▶ [PROBLEM TO WORK ON]:
Report how many lines of the records below contain the string "trim", treating uppercase and lowercase letters as distinct. Give only the number.

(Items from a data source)
** START **
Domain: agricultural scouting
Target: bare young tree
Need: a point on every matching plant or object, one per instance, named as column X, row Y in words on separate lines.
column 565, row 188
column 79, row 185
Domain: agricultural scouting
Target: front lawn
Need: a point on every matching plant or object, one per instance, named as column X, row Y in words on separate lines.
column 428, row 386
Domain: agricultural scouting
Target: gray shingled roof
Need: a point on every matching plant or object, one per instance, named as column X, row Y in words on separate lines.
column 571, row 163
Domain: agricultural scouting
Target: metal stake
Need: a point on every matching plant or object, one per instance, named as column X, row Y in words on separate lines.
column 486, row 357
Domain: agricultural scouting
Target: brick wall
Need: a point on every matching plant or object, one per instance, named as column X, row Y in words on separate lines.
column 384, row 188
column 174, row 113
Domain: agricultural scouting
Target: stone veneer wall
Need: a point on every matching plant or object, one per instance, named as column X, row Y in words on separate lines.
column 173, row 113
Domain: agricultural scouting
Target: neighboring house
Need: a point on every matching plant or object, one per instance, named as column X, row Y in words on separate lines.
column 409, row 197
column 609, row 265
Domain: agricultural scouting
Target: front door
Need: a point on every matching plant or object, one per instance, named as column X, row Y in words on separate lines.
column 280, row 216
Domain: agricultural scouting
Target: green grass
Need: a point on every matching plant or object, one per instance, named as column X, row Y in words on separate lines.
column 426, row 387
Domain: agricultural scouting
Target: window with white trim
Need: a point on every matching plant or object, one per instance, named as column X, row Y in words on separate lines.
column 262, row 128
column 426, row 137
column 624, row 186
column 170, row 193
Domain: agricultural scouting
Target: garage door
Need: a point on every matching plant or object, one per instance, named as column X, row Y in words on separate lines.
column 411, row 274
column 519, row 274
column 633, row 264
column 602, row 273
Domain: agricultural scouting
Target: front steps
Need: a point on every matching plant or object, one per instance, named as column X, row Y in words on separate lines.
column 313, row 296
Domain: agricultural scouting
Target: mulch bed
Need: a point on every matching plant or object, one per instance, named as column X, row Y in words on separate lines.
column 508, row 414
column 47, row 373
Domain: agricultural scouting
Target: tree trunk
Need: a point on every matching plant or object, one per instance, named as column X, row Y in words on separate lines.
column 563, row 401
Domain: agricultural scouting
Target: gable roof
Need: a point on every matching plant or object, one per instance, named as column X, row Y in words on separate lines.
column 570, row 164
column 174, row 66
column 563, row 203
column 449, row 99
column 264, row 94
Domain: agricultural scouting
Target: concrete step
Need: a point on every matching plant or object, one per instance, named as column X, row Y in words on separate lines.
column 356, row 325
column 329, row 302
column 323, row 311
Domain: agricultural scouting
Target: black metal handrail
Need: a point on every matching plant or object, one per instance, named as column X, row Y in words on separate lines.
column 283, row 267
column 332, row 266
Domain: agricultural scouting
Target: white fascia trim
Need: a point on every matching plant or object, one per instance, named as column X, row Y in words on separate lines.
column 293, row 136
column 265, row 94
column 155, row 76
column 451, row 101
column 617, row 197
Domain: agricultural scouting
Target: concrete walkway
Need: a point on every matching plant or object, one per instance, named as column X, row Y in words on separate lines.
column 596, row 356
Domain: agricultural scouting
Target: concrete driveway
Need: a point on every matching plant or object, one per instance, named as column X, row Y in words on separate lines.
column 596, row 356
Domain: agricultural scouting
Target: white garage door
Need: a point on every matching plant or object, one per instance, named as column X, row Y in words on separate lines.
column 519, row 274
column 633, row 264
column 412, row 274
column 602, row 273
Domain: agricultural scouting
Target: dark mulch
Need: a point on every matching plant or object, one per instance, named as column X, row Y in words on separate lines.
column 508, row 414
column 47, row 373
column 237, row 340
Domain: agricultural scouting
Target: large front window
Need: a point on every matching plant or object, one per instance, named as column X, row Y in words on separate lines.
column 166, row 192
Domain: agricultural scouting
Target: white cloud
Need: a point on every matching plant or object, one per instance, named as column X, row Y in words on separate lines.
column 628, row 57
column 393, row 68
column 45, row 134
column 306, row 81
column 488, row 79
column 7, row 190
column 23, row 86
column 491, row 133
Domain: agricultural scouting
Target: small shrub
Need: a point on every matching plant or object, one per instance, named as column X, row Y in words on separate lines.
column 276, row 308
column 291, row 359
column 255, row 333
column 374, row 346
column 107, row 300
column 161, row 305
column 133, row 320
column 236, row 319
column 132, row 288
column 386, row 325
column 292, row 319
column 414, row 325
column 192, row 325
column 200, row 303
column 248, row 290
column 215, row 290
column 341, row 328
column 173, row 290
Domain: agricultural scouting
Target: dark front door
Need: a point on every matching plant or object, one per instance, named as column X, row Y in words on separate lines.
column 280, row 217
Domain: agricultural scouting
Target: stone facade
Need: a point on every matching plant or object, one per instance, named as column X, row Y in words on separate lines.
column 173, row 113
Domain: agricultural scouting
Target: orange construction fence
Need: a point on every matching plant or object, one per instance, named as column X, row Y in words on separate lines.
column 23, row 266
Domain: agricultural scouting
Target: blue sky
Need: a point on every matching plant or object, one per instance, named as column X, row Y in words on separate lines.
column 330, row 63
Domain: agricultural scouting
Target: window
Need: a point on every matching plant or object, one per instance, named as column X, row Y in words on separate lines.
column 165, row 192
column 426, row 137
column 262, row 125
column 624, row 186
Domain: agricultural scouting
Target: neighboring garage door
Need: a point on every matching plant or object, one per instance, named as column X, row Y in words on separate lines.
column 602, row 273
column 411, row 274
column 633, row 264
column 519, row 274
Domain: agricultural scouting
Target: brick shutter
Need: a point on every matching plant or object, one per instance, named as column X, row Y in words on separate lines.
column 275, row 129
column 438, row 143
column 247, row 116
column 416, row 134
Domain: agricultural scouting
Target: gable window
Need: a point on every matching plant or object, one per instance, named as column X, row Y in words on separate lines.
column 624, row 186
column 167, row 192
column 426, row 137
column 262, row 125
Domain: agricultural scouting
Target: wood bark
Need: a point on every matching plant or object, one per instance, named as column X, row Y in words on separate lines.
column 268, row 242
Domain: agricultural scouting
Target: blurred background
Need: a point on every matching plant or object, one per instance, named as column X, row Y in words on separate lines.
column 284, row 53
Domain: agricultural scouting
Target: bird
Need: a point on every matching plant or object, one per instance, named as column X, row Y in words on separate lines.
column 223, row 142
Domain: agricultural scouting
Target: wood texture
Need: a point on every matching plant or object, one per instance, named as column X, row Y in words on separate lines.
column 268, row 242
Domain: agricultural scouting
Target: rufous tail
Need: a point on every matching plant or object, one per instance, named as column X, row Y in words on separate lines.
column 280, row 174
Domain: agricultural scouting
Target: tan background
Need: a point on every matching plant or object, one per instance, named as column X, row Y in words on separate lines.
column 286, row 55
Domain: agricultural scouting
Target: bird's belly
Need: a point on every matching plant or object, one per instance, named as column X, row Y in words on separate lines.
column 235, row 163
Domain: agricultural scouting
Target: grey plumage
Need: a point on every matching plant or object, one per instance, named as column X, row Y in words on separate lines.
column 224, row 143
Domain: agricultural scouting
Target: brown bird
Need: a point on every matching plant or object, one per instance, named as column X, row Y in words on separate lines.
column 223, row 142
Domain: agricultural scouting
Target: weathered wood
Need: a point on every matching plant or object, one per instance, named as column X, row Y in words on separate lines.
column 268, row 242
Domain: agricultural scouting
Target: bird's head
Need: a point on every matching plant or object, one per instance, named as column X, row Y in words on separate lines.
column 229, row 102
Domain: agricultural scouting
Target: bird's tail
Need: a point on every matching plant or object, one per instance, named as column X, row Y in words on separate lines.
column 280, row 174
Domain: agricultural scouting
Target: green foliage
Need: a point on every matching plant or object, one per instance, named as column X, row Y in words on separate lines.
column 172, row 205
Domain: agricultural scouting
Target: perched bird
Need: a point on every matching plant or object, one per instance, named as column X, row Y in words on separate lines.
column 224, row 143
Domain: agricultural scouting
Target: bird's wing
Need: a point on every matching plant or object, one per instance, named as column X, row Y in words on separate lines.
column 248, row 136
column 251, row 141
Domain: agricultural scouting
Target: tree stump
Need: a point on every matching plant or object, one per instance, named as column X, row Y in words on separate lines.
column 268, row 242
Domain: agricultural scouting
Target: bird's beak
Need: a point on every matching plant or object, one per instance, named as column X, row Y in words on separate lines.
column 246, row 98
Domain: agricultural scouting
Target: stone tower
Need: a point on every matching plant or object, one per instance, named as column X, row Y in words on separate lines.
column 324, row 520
** END **
▶ [OUTPUT OF THE TASK]:
2